Text section =
** BEGIN **
JuliaSIMD / LoopVectorization.jl

Macro(s) for vectorizing loops.
MIT License
742 stars 66 forks source link

How to handle user defined functions? #55

Open zsoerenm opened 4 years ago

zsoerenm commented 4 years ago

I get the following error

ERROR: MethodError: no method matching calc_A(::VectorizationBase.SVec{16,Int16})

where calc_A is a user defined function. Do I need to implement calc_A(::VectorizationBase.SVec{16,Int16}) myself? Why isn't there an error for the other user defined functions? My first guess was because they are inlined, but calc_A should be inlined, too.

Here is the code for that:

@inline function calc_A(x::Int16)
    p = 15; r = 1; A = Int16(23170); C = Int16(-425)
    n = 7
    a = 7
    x² = (x * x) >> n
    rounding = one(x) << (p - a - 1)
    (A + rounding + (x² * C) >> r) >> (p - a)
end
@inline function calc_B(x::Int16)
    p = 14; r = 3; B = Int16(-17790); D = Int16(351)
    n = 7
    a = 7
    x² = (x * x) >> n
    rounding = one(x) << (p - a - 1)
    (rounding + x * (B + (x² * D) >> r) >> n) >> (p - a)
end
@inline function get_first_bit_sign(x)
    n = 7
    mysign(x << (sizeof(x) * 8 - n - 1))
end
@inline function get_second_bit_sign(x)
    n = 7
    mysign(x << (sizeof(x) * 8 - n - 2))
end
@inline function get_quarter_angle(x)
    n = 7
    x & (one(x) << n - one(x)) - one(x) << (n - 1)
** END **
Extracted material =
** BEGIN **
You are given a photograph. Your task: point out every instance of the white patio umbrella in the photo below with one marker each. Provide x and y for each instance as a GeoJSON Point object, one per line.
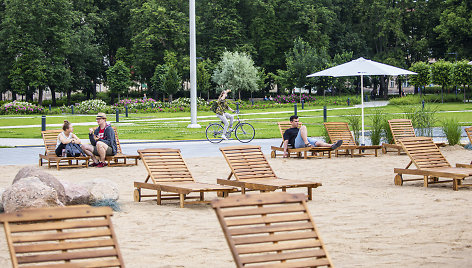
{"type": "Point", "coordinates": [361, 67]}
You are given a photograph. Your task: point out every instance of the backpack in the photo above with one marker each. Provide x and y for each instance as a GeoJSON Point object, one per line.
{"type": "Point", "coordinates": [73, 150]}
{"type": "Point", "coordinates": [214, 106]}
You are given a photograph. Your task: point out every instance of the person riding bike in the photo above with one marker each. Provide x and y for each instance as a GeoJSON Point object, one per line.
{"type": "Point", "coordinates": [221, 108]}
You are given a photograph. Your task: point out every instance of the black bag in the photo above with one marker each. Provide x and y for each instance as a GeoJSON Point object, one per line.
{"type": "Point", "coordinates": [73, 150]}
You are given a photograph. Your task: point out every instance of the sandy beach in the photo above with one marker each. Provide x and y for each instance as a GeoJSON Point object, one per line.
{"type": "Point", "coordinates": [363, 218]}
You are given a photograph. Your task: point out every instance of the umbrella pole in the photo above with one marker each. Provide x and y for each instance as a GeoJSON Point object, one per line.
{"type": "Point", "coordinates": [362, 108]}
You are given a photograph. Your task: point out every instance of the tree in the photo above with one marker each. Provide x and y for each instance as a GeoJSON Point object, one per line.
** END **
Stated task A = Copy the passage of the LoopVectorization issue starting with "ERROR: MethodError: no" and going on through "(x² * C) >> r) >> (p - a)".
Stated task B = Continue the LoopVectorization issue about user-defined functions from the point where it stops.

Output A =
ERROR: MethodError: no method matching calc_A(::VectorizationBase.SVec{16,Int16})

where calc_A is a user defined function. Do I need to implement calc_A(::VectorizationBase.SVec{16,Int16}) myself? Why isn't there an error for the other user defined functions? My first guess was because they are inlined, but calc_A should be inlined, too.

Here is the code for that:

@inline function calc_A(x::Int16)
    p = 15; r = 1; A = Int16(23170); C = Int16(-425)
    n = 7
    a = 7
    x² = (x * x) >> n
    rounding = one(x) << (p - a - 1)
    (A + rounding + (x² * C) >> r) >> (p - a)

Output B =
end
@inline mysign(x) = 2 * signbit(x) - 1

function gen_sincos!(sins, coss, phases)
    @avx for i = 1:2500
        first_bit_sign = get_first_bit_sign(phases[i])
        second_bit_sign = get_second_bit_sign(phases[i])
        quarter_angle = get_quarter_angle(phases[i])
        A = calc_A(quarter_angle)
        B = calc_B(quarter_angle)

        coss[i] = second_bit_sign * (first_bit_sign * A + B)
        sins[i] = second_bit_sign * (A - first_bit_sign * B)
    end
end
sins = Vector{Int16}(undef, 2500)
coss = Vector{Int16}(undef, 2500)
phases = Vector{Int16}(undef, 2500)
gen_sincos!(sins, coss, phases)

EDIT: Alright I found the solution myself: If I write function calc_A(x) instead of function calc_A(x::Int16), it will work. So should I omit the declaration of x? What if I have a different function for x::Int32?

chriselrod commented 4 years ago

LoopVectorization evaluates your code using SVecs. An SVec{W,T} contains W elements of type T. Most operations on SVec are defined using SIMD instructions. It's basically how LoopVectorization says "apply single instructions to operate on all of these numbers simultaneously". It puts the Vectorization in LoopVectorization.

But, as a limitation, that means any functions you call will have to accept SVec arguments. I don't know at the moment how I can work around that. Maybe some trick with Cassette is possible, maybe it can make SVec{<:Any,T} dispatch on ::T methods.

Another limitation is that LoopVectorization's optimizer only understands a few functions. If anything reasonably generic is missing, please let me know and I can add it. While functions you define will work, LoopVectorization cannot look inside them while it makes decisions about how it will evaluate your code. Currently, it assumes those functions are expensive, and that thus doing anything creative will probably not be profitable. Functions like exp, log, and sin are expensive enough for that to be the case (even though I did include them).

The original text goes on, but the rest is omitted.